Required action.
Count the lines of the data that have the word "pole", then report the number without anything else.

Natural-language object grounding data
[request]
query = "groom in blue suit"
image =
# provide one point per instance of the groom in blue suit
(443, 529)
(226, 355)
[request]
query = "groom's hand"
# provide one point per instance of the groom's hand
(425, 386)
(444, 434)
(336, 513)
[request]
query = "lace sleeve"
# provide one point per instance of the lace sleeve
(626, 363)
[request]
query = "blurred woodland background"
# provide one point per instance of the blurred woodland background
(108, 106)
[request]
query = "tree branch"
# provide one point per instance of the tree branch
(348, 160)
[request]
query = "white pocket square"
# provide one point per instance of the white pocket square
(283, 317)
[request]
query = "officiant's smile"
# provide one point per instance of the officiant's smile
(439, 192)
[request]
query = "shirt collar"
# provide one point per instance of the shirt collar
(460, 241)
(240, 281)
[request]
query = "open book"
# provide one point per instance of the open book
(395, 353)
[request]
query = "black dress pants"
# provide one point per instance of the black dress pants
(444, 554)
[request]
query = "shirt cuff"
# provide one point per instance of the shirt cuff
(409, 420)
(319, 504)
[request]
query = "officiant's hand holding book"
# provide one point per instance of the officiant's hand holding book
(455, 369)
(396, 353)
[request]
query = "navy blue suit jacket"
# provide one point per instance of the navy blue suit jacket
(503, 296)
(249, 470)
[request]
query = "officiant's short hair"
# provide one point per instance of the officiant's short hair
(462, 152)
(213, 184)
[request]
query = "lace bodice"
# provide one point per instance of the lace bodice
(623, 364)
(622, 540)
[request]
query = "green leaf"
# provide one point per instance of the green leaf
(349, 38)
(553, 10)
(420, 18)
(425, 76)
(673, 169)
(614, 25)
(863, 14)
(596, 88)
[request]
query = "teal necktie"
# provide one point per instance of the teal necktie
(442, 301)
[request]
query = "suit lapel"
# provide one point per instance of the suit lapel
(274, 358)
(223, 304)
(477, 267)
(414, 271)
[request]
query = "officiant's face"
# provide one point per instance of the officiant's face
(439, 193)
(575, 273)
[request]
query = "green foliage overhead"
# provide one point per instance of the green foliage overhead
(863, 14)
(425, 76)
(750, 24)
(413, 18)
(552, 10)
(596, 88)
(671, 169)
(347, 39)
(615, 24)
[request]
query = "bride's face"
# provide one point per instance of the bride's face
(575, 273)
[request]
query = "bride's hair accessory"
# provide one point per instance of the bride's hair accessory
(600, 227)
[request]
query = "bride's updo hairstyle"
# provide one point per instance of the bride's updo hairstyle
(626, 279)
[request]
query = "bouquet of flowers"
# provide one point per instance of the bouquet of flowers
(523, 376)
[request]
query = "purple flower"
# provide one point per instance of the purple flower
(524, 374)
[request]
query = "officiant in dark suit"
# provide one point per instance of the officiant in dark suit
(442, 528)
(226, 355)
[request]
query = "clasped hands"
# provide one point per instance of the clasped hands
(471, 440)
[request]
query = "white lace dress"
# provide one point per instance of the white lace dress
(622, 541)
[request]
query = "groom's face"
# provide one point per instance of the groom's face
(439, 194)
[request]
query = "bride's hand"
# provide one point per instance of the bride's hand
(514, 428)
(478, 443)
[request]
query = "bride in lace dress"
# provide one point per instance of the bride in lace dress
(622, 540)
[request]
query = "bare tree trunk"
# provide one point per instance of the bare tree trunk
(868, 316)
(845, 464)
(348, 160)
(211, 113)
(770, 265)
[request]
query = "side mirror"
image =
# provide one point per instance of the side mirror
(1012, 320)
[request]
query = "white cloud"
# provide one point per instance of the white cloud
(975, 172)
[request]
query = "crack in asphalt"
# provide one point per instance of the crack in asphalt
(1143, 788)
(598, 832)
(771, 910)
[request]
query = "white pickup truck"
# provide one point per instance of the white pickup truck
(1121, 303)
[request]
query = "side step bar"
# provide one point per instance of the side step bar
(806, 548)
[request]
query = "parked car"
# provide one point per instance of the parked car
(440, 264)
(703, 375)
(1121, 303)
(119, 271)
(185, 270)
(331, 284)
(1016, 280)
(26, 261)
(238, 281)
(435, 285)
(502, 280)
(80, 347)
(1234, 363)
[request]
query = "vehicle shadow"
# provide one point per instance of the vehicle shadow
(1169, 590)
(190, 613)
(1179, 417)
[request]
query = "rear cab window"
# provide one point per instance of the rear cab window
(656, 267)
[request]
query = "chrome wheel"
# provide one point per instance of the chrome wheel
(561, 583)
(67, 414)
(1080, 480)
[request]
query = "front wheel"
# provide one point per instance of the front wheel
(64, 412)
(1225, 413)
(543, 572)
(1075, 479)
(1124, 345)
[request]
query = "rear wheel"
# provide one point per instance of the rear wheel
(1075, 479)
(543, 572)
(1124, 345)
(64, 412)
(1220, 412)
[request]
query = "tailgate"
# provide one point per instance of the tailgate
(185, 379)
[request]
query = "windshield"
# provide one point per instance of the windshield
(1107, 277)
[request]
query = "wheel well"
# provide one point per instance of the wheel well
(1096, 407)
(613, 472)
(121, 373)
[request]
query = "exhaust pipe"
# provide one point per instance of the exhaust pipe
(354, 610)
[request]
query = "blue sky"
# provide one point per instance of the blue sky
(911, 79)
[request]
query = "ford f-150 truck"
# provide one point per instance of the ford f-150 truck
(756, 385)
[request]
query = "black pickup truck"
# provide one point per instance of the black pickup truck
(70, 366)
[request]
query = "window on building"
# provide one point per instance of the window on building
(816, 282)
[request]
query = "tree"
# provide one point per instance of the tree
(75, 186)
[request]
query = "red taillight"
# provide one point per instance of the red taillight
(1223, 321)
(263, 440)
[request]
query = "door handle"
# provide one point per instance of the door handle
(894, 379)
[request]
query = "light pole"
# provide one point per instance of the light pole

Exercise answer.
2